> _Problem statement_:
Copy out every line in the entries below that contains the word "person".

> _Rows_:
•••
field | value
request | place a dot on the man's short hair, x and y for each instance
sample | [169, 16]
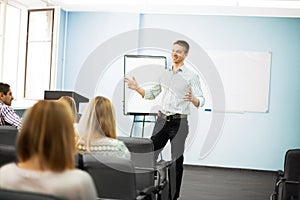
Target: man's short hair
[183, 44]
[4, 88]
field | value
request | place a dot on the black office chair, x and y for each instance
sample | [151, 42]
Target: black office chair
[114, 177]
[8, 135]
[287, 186]
[148, 171]
[22, 195]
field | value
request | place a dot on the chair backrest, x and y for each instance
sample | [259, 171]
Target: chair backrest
[291, 173]
[7, 154]
[142, 156]
[113, 177]
[142, 151]
[292, 165]
[22, 195]
[8, 135]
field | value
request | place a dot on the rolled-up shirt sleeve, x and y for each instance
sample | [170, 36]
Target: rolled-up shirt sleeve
[197, 91]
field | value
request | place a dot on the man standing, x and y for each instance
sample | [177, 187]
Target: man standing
[181, 87]
[7, 115]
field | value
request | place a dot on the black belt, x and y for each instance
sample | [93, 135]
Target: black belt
[171, 117]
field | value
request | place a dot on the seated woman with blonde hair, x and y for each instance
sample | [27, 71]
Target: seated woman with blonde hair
[97, 129]
[45, 150]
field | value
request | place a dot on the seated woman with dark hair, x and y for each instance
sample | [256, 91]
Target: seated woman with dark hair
[97, 130]
[45, 150]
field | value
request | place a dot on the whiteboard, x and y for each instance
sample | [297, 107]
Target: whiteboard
[246, 79]
[146, 69]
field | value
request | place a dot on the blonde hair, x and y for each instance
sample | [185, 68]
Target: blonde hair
[48, 133]
[97, 120]
[71, 102]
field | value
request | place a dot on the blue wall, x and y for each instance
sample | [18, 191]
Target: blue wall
[249, 140]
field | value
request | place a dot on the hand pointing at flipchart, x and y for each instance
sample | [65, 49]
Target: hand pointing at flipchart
[131, 83]
[190, 97]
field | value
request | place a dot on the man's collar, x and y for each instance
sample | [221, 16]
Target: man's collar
[182, 68]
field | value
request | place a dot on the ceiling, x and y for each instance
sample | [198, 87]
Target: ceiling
[281, 8]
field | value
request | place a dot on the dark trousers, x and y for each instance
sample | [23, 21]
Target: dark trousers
[176, 131]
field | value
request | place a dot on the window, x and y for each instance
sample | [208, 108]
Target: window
[38, 53]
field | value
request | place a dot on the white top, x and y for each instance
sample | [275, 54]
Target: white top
[106, 146]
[70, 184]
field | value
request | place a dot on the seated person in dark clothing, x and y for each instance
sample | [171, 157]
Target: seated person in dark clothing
[7, 114]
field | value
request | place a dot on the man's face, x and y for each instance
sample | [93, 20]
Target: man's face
[178, 53]
[6, 99]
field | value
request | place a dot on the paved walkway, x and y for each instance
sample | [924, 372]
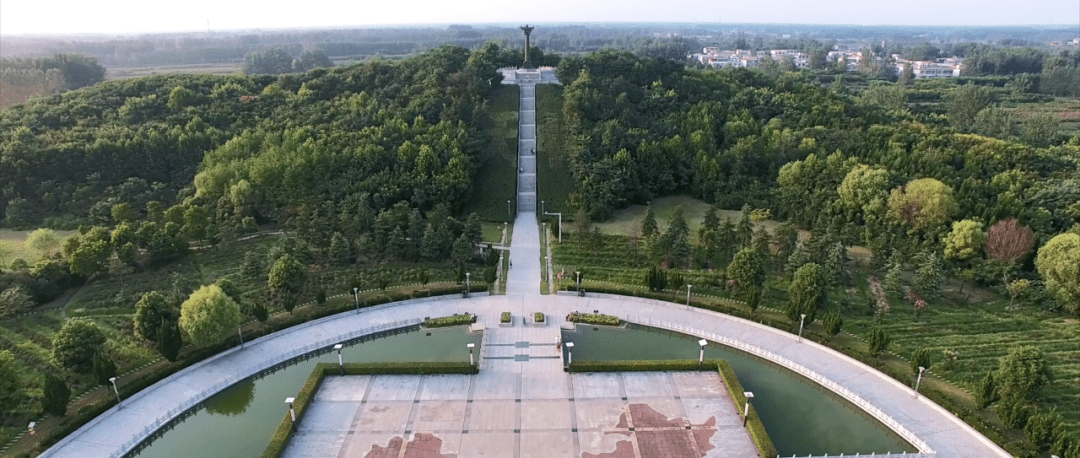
•••
> _Exercise answer_:
request | place a dot on the seated person in dark clothing, x and y for each instance
Target: seated person in dark clothing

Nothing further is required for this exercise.